### SHORT TASK
Return each of the items below unchanged, line for line. Leave the pictures out of your answer.

===== DATA ROWS =====

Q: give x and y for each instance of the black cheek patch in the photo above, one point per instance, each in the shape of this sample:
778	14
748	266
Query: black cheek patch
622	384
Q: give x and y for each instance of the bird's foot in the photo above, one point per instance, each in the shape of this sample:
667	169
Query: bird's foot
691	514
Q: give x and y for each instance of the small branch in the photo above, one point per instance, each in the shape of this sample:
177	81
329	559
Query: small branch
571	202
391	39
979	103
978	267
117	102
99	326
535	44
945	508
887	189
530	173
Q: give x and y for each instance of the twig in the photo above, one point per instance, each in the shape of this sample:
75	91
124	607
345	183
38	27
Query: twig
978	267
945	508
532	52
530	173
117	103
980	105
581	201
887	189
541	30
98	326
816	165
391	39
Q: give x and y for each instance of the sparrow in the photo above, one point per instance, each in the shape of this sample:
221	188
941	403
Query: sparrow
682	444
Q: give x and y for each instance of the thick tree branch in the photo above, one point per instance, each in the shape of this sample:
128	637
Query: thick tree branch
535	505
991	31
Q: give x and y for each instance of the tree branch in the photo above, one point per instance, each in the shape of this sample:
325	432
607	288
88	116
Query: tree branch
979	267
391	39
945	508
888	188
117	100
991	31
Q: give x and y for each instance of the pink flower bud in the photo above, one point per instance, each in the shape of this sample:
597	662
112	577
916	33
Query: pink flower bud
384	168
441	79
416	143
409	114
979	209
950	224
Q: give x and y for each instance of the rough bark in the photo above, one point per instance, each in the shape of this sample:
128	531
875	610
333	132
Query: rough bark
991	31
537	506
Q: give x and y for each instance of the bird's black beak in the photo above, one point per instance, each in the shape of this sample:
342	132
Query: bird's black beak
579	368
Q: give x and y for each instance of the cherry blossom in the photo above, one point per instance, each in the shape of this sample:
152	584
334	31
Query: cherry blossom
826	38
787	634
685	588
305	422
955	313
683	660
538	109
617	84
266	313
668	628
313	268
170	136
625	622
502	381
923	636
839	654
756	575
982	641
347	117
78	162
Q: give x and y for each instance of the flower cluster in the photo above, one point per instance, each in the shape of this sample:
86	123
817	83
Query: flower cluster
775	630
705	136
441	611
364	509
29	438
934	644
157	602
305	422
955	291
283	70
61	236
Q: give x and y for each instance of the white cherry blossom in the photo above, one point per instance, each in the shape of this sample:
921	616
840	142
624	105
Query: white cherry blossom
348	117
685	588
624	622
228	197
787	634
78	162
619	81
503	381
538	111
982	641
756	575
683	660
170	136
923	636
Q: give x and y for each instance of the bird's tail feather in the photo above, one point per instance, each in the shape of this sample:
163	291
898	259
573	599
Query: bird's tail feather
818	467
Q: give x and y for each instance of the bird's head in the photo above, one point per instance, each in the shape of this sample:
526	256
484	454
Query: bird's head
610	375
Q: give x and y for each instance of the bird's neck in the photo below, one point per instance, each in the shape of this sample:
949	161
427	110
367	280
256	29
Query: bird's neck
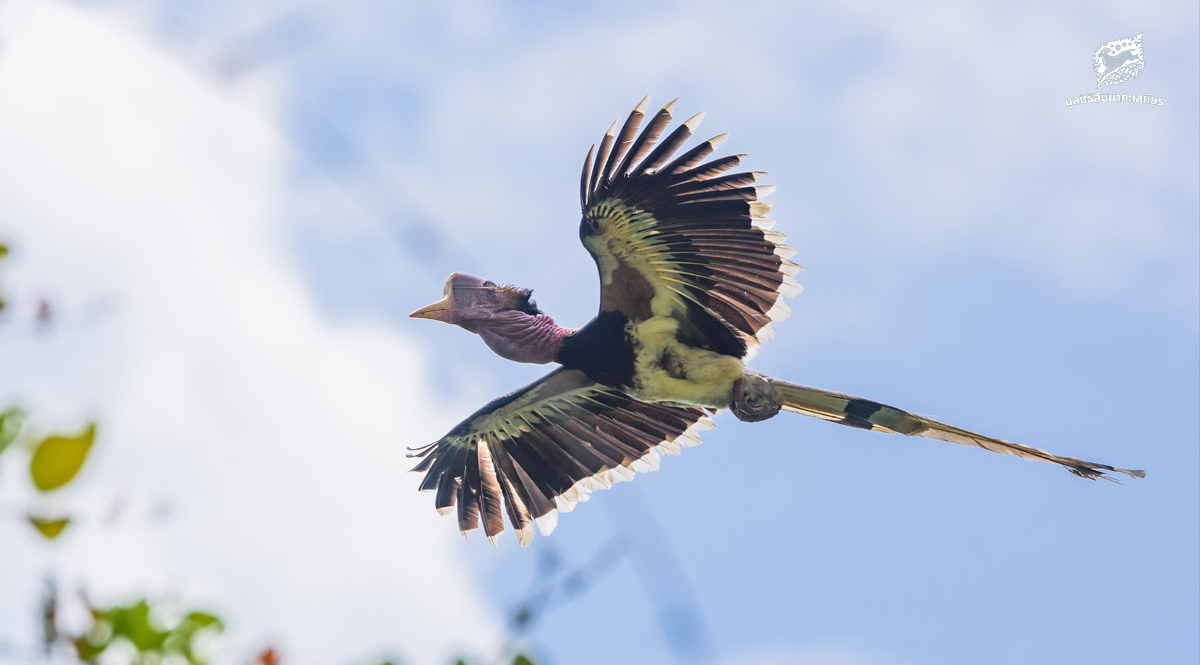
522	337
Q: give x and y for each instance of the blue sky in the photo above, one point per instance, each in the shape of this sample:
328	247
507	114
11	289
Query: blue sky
973	250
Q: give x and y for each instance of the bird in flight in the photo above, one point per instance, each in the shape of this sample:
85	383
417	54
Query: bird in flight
691	277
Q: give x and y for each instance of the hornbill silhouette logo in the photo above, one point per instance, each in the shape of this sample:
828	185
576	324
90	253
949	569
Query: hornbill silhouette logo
1117	61
691	279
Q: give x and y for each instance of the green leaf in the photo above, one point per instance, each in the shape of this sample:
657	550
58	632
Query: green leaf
58	459
10	426
203	619
133	624
48	527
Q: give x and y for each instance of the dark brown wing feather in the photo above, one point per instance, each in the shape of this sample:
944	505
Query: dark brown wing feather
545	448
683	240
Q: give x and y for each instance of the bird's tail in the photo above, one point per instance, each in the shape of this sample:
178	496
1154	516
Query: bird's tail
857	412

=====

### WRITTEN ANSWER
Q: give x and y for each instance of the black cheek patch in the photo above, one point per instance, each in the shape of this sample:
778	14
748	266
Query: black cheek patch
622	384
Q: give x and y for each instance of the bird's foot in the photo above, one point per instance, each in the shape of this sample:
667	169
Query: bird's foot
691	514
Q: give x and y for each instance of the small branch in the photo above, one point per instance, each in the shape of this sample:
177	81
329	559
Query: small branch
571	202
391	39
979	103
978	267
117	102
99	326
535	44
945	508
887	189
530	173
Q: give x and y for each instance of the twig in the photo above, one point per instance, each in the shape of this sample:
75	91
124	607
345	183
38	27
Query: twig
978	267
945	508
532	52
530	173
117	103
980	105
581	201
887	189
541	30
98	326
816	165
391	39
Q: give x and y for each instance of the sparrow in the photo above, one point per instance, each in the shape of this sample:
221	188
941	403
Query: sparrow
682	444
Q: give x and y for each instance of the thick tree branch in the photo above, one point per instance, each in the shape of this sample:
128	637
Query: thick tree branch
535	505
991	31
Q: give x and y for each instance of the tree branch in the photo above, one point per instance, each in the shape of this sample:
325	432
607	288
88	116
Query: tree branch
979	267
391	39
945	508
888	188
117	100
991	31
Q: give x and y for each instance of the pink flower bud in the photo above, one point per instance, each in the shape of this sample:
597	662
112	577
916	33
Query: pink flower bud
384	168
441	79
416	143
409	114
979	209
950	224
Q: give x and y for each instance of the rough bark in the photo above, one point per instance, each in the shape of this sample:
128	531
875	610
333	132
Query: rough bark
991	31
537	506
Q: give x and y for each instance of the bird's black beak in the photo above, one point per instance, each in the shape of this sample:
342	132
Query: bird's black beak
579	368
Q: give x and y for each instance of the cherry blossom in the photo above, one point per instance, each in the shape of this sample:
152	584
334	31
Query: cherry blossom
826	38
787	634
685	588
305	422
955	313
683	660
538	109
617	84
266	313
668	628
313	268
170	136
625	622
502	381
923	636
839	654
756	575
982	641
347	117
78	162
Q: give x and y for each instance of the flower cluster in the photo above, one point per instance, each in the shape of this sample:
86	123
817	83
Query: flower cluster
775	630
705	136
441	611
364	509
29	438
934	644
157	602
305	422
955	291
283	70
61	236
Q: give x and y for each instance of the white cherry blossom in the photo above, one point per instance, each in the shape of this sample:
921	616
840	142
624	105
Query: white cherry blossom
348	117
685	588
624	622
228	197
787	634
78	162
619	81
503	381
538	111
982	641
756	575
683	660
170	136
923	636
Q: give x and y for each instance of the bird's tail feather in the photo above, one point per instance, each in the shape of this sample:
163	291
898	259
573	599
Query: bird's tail feather
818	467
Q: give x and y for each instance of the bird's head in the photo above, one point per instance, each in the shape of this sample:
526	256
484	454
Query: bird's head
610	375
Q: give x and y for each instance of the bird's neck in the photo below, one point per instance, each in the shape of this sample:
949	161
427	110
367	280
256	29
Query: bird's neck
522	337
Q: give x and y for each instance of the blue sky in the photo above, one point per instance, each in the shape of this sample:
328	247
507	114
11	289
Query: blue sky
973	250
Q: give x and y for each instance of the bird in flight in the photo above, one point per instance, each in the shape of this sample:
85	383
417	54
Query: bird in flight
691	277
Q: give x and y for each instance of the hornbill silhouette logo in the photo above, one point per instance, each in the shape of this sample:
828	185
576	324
90	253
949	569
Query: hornbill silhouette logo
1117	61
691	279
Q: give x and y for each instance of the green leaf in the photo above, one point per instance, each in the shape of this sample:
657	550
58	632
Query: green leaf
58	459
10	426
203	619
133	624
48	527
Q: give x and y for each instance of the dark brown wing feather in the photo above, one point per instance, each in the shape of this sample:
944	505
Query: dark brown wing feather
545	448
683	240
Q: give x and y for each instance of the bird's tail in the photo above, one point per instance, each in the shape of this sample:
178	496
1154	516
Query: bird's tail
857	412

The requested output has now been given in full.